Point-per-instance localization data:
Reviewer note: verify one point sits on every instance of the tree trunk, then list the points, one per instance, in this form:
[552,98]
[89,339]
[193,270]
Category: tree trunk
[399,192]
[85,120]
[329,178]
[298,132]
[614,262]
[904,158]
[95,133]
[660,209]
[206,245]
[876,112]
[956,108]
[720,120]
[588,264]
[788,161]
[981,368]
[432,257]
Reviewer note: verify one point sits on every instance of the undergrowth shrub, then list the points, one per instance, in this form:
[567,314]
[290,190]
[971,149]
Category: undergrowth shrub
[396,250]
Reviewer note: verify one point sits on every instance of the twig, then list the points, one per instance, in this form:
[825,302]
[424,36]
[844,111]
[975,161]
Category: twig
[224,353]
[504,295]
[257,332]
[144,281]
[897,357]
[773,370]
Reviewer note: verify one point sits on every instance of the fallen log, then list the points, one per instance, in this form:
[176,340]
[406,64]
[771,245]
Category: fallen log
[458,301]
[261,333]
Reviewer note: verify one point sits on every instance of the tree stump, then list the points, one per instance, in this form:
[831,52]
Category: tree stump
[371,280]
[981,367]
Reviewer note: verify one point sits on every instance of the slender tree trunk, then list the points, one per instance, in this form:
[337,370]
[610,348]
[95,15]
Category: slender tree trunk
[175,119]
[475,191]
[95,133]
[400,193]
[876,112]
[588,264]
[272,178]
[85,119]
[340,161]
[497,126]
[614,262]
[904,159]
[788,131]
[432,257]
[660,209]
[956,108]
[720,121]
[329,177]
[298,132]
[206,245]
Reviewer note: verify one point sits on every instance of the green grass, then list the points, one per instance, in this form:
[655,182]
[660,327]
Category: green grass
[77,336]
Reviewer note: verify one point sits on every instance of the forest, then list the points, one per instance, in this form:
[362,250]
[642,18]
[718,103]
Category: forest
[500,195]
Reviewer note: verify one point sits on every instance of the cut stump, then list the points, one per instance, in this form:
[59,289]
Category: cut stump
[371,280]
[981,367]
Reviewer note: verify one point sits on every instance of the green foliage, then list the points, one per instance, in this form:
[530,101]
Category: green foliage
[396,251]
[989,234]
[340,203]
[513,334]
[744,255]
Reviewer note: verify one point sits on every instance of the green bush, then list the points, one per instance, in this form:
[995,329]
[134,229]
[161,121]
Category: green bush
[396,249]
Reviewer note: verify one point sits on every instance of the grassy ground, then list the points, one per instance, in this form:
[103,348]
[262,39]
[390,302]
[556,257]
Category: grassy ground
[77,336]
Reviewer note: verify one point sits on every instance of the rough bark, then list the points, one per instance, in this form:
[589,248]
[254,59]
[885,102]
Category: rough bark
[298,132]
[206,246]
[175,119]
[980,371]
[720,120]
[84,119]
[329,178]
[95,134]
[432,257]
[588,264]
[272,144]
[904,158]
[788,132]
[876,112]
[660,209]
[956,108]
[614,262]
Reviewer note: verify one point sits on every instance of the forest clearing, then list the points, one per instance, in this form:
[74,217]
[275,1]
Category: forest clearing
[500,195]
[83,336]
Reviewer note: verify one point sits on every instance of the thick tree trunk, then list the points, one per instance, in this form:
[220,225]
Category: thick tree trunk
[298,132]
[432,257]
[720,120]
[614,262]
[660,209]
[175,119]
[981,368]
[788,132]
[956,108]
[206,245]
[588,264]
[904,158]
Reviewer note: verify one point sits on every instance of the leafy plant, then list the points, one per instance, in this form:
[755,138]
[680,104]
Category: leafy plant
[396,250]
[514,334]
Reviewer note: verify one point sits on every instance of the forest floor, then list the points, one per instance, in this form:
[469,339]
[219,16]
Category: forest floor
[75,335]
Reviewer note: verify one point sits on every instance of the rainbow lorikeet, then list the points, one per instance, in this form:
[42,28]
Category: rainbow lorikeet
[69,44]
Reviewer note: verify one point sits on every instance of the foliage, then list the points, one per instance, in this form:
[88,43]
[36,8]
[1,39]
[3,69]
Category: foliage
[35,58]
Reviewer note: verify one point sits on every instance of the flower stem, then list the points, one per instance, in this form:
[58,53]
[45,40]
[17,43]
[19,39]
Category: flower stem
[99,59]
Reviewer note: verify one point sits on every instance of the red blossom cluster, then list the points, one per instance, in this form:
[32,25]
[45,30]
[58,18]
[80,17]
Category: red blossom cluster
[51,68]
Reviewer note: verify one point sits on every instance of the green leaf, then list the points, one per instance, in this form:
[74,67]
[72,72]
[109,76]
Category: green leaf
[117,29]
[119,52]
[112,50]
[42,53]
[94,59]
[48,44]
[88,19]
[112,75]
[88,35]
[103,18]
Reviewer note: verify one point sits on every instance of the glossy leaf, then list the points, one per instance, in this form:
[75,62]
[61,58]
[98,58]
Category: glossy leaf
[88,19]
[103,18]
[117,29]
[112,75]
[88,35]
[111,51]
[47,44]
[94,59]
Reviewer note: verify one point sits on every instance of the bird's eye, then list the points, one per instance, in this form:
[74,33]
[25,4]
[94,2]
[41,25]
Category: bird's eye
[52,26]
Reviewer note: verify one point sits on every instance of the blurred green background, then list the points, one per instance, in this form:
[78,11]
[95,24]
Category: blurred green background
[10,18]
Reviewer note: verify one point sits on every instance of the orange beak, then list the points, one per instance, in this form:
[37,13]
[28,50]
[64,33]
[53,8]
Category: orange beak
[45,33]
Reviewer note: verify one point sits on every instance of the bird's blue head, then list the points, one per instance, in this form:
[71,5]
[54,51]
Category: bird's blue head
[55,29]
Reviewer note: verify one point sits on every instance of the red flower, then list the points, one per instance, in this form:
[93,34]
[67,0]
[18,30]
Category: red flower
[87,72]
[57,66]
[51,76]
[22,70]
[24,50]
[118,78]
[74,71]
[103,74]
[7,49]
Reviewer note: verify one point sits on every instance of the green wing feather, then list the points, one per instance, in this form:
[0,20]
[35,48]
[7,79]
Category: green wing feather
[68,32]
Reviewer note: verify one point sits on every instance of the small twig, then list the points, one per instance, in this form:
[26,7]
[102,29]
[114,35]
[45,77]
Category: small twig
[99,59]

▶ _Exercise brief_:
Would you transcribe the entries above exactly as they appear?

▶ _Answer to the exercise_:
Reviewer note: verify one point sits on every instance of the tree trunk, then list the points, one per instance, in this form:
[552,98]
[89,339]
[193,270]
Category: tree trunk
[399,192]
[85,120]
[329,178]
[298,132]
[614,262]
[904,158]
[95,133]
[660,209]
[206,245]
[876,112]
[956,108]
[720,120]
[588,264]
[788,161]
[981,368]
[432,257]
Reviewer note: verify one point sits on every instance of the undergrowth shrub, then list the points, one per instance, in this form:
[567,314]
[290,190]
[971,149]
Category: undergrowth shrub
[396,250]
Reviewer note: verify one point sits on every instance of the twig, then list the points, one per instance, in this form:
[825,302]
[424,36]
[844,111]
[975,161]
Category: twig
[224,353]
[504,295]
[257,332]
[144,281]
[897,357]
[773,370]
Reviewer note: verify one point sits on every instance of the fallen log, then list the points, one per instance, in this form:
[176,340]
[406,64]
[771,245]
Category: fallen log
[458,301]
[261,333]
Reviewer note: verify one point sits on every instance of the tree stump, then list the points, one per instance, in this form:
[831,52]
Category: tree stump
[371,280]
[981,367]
Reviewer note: verify one point sits on every instance of the slender tree trunk, then list the points, one per instance, in this form:
[337,370]
[610,348]
[95,15]
Category: slender tree trunk
[175,119]
[475,191]
[95,133]
[400,193]
[876,112]
[588,264]
[272,178]
[85,119]
[340,161]
[497,126]
[614,262]
[904,159]
[788,131]
[432,257]
[660,209]
[956,108]
[720,121]
[329,177]
[298,132]
[206,245]
Reviewer note: verify one point sits on every instance of the green grass, then list the points, one per instance, in this form:
[655,182]
[660,327]
Category: green grass
[77,336]
Reviewer note: verify one point sits on every instance of the forest, then list the points, one per instance, in this form:
[362,250]
[642,18]
[718,103]
Category: forest
[500,195]
Reviewer note: verify one point sits on every instance of the cut stump, then list the points, one per instance, in this form:
[59,289]
Category: cut stump
[371,280]
[981,367]
Reviewer note: verify one point sits on every instance of the green foliage, then list the points, one per instance, in this form:
[530,101]
Category: green foliage
[396,251]
[989,234]
[340,203]
[513,334]
[744,255]
Reviewer note: verify one point sits on every instance of the green bush, then list the points, one per instance, in this form:
[995,329]
[134,229]
[161,121]
Category: green bush
[396,249]
Reviewer note: verify one point sits on every instance of the grassy ground, then list the points, one per instance, in this form:
[103,348]
[262,39]
[390,302]
[556,257]
Category: grassy ground
[77,336]
Reviewer note: verify one point sits on every instance of the rough bark, then list the points, one per instance, in this form:
[589,248]
[254,59]
[885,102]
Category: rough bark
[298,132]
[206,246]
[175,119]
[980,371]
[720,120]
[84,119]
[329,178]
[95,134]
[432,257]
[588,264]
[272,144]
[904,158]
[788,132]
[876,112]
[660,209]
[956,108]
[614,262]
Reviewer note: verify one point sits on every instance of the forest clearing, then list the points, one per instance, in this form:
[74,217]
[275,1]
Category: forest clearing
[500,195]
[83,336]
Reviewer note: verify one point sits on every instance of the thick tree trunk, then list the points, one per instance, in this form:
[220,225]
Category: thick tree trunk
[298,132]
[432,257]
[720,120]
[614,262]
[660,209]
[175,119]
[981,368]
[788,132]
[956,108]
[206,245]
[588,264]
[904,158]
Reviewer note: verify one point sits on every instance of the leafy plant, then list the points, one per instance, in this form:
[755,138]
[680,104]
Category: leafy plant
[396,250]
[514,334]
Reviewer note: verify one point sits on every instance of the forest floor, then list the points, one per instance, in this form:
[469,339]
[219,16]
Category: forest floor
[75,335]
Reviewer note: verify one point sits on every instance of the rainbow lorikeet, then list the points, one per instance, in this form:
[42,28]
Category: rainbow lorikeet
[69,44]
Reviewer note: verify one point sits on every instance of the foliage, then list the points, one per instance, in this form:
[88,43]
[36,8]
[1,39]
[3,69]
Category: foliage
[35,58]
Reviewer note: verify one point sits on every instance of the flower stem, then list the points, one per instance, in this form:
[58,53]
[45,40]
[17,43]
[19,39]
Category: flower stem
[99,59]
Reviewer note: verify one point sits on every instance of the red blossom cluster, then list the points, one per instance, in this form:
[32,25]
[45,30]
[58,18]
[80,17]
Category: red blossom cluster
[51,68]
Reviewer note: verify one point sits on every instance of the green leaf, then list the points, one per instance, in this form:
[74,67]
[72,72]
[109,76]
Category: green leaf
[117,29]
[119,52]
[112,50]
[42,53]
[94,59]
[48,44]
[88,19]
[112,75]
[88,35]
[103,18]
Reviewer note: verify one point sits on every instance of the glossy leaf, then list the points, one per instance, in this form:
[75,62]
[61,58]
[98,58]
Category: glossy leaf
[88,19]
[103,18]
[117,29]
[112,75]
[88,35]
[111,51]
[47,44]
[94,59]
Reviewer note: verify one point sits on every instance of the bird's eye, then list the points, one per instance, in this form:
[74,33]
[25,4]
[94,2]
[41,25]
Category: bird's eye
[52,26]
Reviewer note: verify one point sits on every instance of the blurred green background, then list the points, one per instance, in this form:
[78,11]
[95,24]
Category: blurred green background
[10,18]
Reviewer note: verify one point sits on every instance of the orange beak, then list the points, one per instance, in this form:
[37,13]
[28,50]
[64,33]
[53,8]
Category: orange beak
[45,33]
Reviewer note: verify one point sits on every instance of the bird's blue head, then list the points, one per instance, in this form:
[71,5]
[54,51]
Category: bird's blue head
[55,29]
Reviewer note: verify one point sits on every instance of the red flower, then list the points, one per instance, in this form:
[93,34]
[67,0]
[18,30]
Category: red flower
[87,72]
[57,66]
[51,76]
[22,70]
[24,50]
[118,78]
[74,71]
[103,74]
[7,49]
Reviewer note: verify one point sits on every instance of the green wing feather, then list the points, one per instance, in this form:
[0,20]
[35,48]
[7,79]
Category: green wing feather
[68,32]
Reviewer note: verify one point sits on every instance of the small twig, then list the points, one per instance, in this form:
[26,7]
[102,29]
[114,35]
[45,77]
Category: small twig
[99,59]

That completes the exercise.